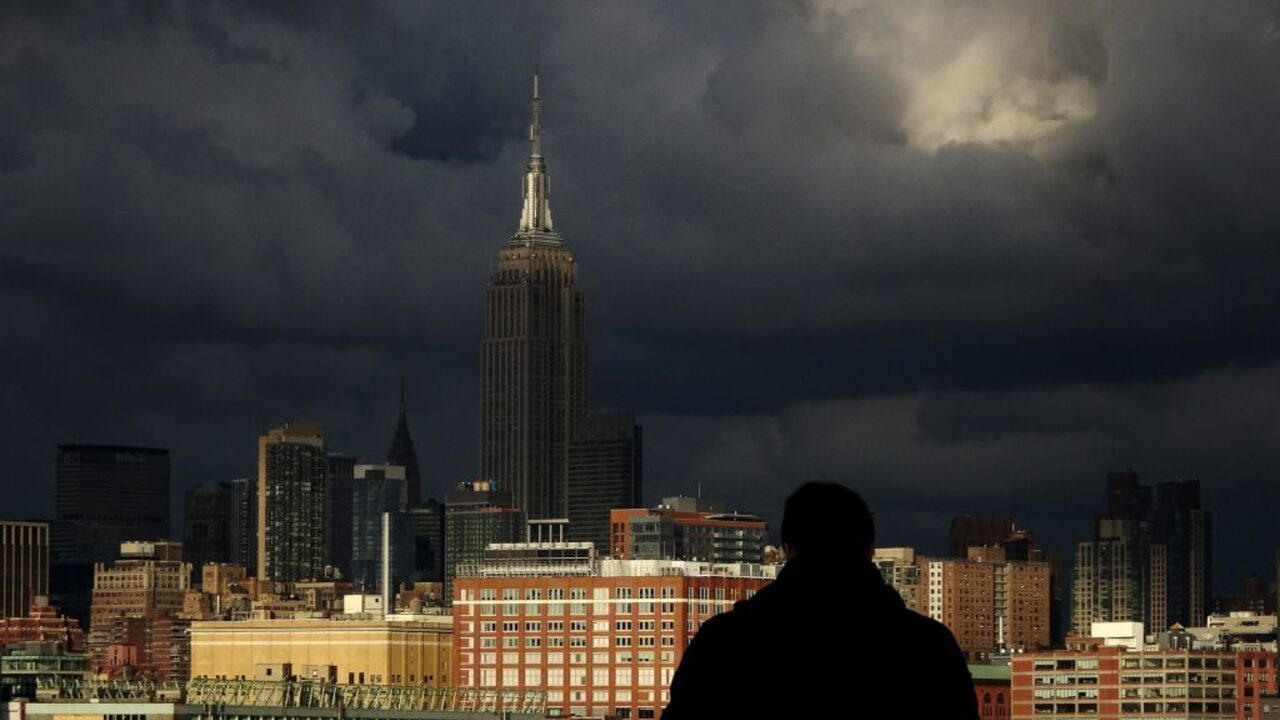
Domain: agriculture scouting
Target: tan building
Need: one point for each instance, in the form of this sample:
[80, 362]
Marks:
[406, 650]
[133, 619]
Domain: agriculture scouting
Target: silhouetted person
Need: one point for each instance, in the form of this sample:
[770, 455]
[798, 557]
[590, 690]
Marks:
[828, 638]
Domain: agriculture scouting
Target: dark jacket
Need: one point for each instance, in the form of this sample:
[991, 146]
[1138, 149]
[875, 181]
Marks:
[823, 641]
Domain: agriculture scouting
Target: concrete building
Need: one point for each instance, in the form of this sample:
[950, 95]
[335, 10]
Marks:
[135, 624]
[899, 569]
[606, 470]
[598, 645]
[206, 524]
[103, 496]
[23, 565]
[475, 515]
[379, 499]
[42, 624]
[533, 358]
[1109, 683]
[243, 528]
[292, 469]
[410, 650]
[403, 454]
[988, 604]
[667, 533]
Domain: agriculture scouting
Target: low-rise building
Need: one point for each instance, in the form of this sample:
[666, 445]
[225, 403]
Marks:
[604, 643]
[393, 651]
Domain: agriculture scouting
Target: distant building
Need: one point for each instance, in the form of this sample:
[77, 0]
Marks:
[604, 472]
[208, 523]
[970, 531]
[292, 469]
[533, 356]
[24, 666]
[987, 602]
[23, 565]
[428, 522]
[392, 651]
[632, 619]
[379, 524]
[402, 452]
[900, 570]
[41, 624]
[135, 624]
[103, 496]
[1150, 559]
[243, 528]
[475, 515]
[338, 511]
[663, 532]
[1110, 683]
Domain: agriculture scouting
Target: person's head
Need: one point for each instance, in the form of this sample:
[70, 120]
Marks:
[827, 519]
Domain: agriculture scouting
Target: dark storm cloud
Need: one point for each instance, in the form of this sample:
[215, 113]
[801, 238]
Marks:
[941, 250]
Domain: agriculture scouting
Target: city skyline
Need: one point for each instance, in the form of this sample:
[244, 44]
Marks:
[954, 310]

-*-

» Exercise objective
Each line above that includes the word "person" is to be copied.

» Task response
Target: silhouetted person
Target: person's head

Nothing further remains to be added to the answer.